WORK ORDER: Give back every record exactly, with its pictures left out.
------------------------
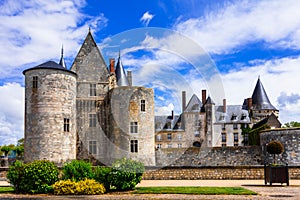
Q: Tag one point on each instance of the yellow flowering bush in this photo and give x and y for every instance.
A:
(83, 187)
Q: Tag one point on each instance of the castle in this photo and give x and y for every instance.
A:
(93, 111)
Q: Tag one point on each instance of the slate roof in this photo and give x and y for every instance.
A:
(49, 65)
(120, 74)
(194, 104)
(260, 100)
(165, 119)
(234, 114)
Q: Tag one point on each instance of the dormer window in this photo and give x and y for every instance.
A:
(243, 117)
(234, 116)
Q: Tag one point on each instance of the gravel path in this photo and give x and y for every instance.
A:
(274, 192)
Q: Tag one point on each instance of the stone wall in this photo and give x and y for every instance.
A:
(290, 138)
(46, 107)
(210, 156)
(215, 173)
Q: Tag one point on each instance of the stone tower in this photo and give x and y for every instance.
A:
(50, 113)
(92, 87)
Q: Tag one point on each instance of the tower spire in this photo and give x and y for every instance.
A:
(62, 60)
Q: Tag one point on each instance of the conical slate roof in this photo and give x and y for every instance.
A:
(48, 65)
(194, 104)
(260, 100)
(62, 60)
(120, 74)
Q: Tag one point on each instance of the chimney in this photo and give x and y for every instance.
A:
(249, 103)
(224, 105)
(129, 78)
(112, 65)
(183, 100)
(203, 96)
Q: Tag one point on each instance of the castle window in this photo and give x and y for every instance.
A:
(34, 82)
(133, 146)
(66, 125)
(223, 139)
(92, 89)
(143, 105)
(179, 137)
(92, 120)
(169, 136)
(93, 147)
(223, 127)
(133, 127)
(235, 126)
(235, 139)
(158, 137)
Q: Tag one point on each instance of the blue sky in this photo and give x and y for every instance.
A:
(222, 46)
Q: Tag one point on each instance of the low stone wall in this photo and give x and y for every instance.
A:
(214, 156)
(215, 173)
(290, 138)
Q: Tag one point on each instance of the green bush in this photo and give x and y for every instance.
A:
(77, 170)
(101, 175)
(15, 174)
(83, 187)
(35, 177)
(126, 174)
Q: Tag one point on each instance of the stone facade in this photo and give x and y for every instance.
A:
(290, 140)
(49, 105)
(215, 173)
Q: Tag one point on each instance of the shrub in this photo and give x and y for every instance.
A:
(101, 175)
(77, 170)
(38, 177)
(15, 174)
(83, 187)
(126, 174)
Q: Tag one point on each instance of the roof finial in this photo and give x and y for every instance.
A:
(62, 60)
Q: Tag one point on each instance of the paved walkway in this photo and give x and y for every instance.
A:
(277, 191)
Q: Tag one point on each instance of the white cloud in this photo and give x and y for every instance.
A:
(146, 18)
(33, 31)
(11, 113)
(275, 22)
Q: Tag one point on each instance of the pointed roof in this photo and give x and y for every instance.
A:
(49, 65)
(260, 100)
(62, 60)
(194, 104)
(120, 74)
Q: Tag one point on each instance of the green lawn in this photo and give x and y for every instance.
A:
(6, 190)
(195, 190)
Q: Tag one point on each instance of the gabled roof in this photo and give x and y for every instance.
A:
(234, 114)
(194, 104)
(271, 120)
(49, 65)
(260, 100)
(120, 74)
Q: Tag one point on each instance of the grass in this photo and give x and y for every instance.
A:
(6, 190)
(195, 190)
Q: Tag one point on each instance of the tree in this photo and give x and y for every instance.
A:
(291, 124)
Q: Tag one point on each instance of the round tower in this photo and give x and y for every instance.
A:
(50, 113)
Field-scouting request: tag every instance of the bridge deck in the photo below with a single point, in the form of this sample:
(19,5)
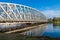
------------------------
ANSWER TO THIS EXERCISE:
Q: Tag one point on each instance of the yellow flowering bush in this photo and give x and y for every instance.
A:
(83, 187)
Q: Tag one point on each instance of the castle in this photo and give x and y for every instance.
A:
(93, 111)
Q: Tag one point on each instance of the slate roof in this photo and give x and y for every instance.
A:
(49, 65)
(120, 74)
(194, 104)
(260, 100)
(165, 119)
(234, 114)
Q: Tag one point on each instance of the dormer window in this photo and give x and y for every instance.
A:
(243, 117)
(234, 116)
Q: Tag one point on each instance of the gravel path in this photo and give x and y for every instance.
A:
(274, 192)
Q: Tag one point on each instance of the stone wall in this photo and give x and y for every instance.
A:
(290, 138)
(46, 107)
(210, 156)
(215, 173)
Q: Tag one point on each instance of the stone tower in this photo and give x and y for every instance.
A:
(50, 113)
(92, 87)
Q: Tag one point on each instance of the tower spire in this photo and give x and y for every instance.
A:
(62, 60)
Q: Tag one point on each instance of the conical slate roof in this photo and give x and y for every instance.
A:
(48, 65)
(194, 104)
(260, 100)
(62, 60)
(120, 74)
Q: Tag one point on each instance of the chimney in this photo and give x and y for every instance.
A:
(249, 103)
(224, 105)
(129, 78)
(112, 65)
(183, 100)
(203, 96)
Q: Tag one point on each instance of the castle window in this photo and give x and y for every instance.
A:
(34, 82)
(133, 146)
(66, 125)
(223, 139)
(92, 89)
(143, 105)
(179, 137)
(92, 120)
(169, 136)
(93, 147)
(223, 127)
(133, 127)
(235, 126)
(235, 139)
(158, 137)
Q: Tag one point on each instance of the blue sky in this photo and give x and y for every instance.
A:
(222, 46)
Q: Tag one point on each instance of the low stone wall in this photo and give x and y for every instance.
A:
(214, 156)
(215, 173)
(290, 138)
Q: Tag one point on each instance of the green bush in this photo and give x and y for every instance.
A:
(77, 170)
(101, 175)
(15, 174)
(83, 187)
(35, 177)
(126, 174)
Q: Tag one point on each instance of the stone facade in this photo and give x and y for every instance.
A:
(290, 140)
(49, 105)
(215, 173)
Q: Tag one point on each instance of the shrub in this photo and give x and y for every instance.
A:
(101, 175)
(77, 170)
(38, 177)
(15, 174)
(83, 187)
(126, 174)
Q: Tag one point on each instance of the roof finial in this photo and give x and y for every instance.
A:
(62, 60)
Q: Tag one point on each instance of the paved walkway in this photo and give x and y for every instance.
A:
(277, 191)
Q: Tag one point on each instance of the white cloud in this photo and give x and y for every instance.
A:
(146, 18)
(33, 31)
(11, 113)
(275, 22)
Q: Tag one point on each instance of the pointed roof in this photo and give x and y for every instance.
A:
(49, 65)
(260, 100)
(62, 60)
(194, 104)
(120, 74)
Q: Tag one point on each instance of the green lawn in this photo and give x and y for every instance.
A:
(6, 190)
(195, 190)
Q: Tag one point on each instance of the gabled roof in this photo and give x and y for every instance.
A:
(234, 114)
(194, 104)
(271, 120)
(49, 65)
(260, 100)
(120, 74)
Q: Tag one point on each instance of the grass in this photo and give x and y for every instance.
A:
(6, 190)
(195, 190)
Q: Tag one point on each instance of the tree in this photo and give x and y for every instance.
A:
(291, 124)
Q: Tag one point on each instance of the round tower in this photo and give x and y for every instance.
A:
(50, 113)
Field-scouting request: tag every instance of the bridge deck in the photo below with a single point, in the form of this sample:
(19,5)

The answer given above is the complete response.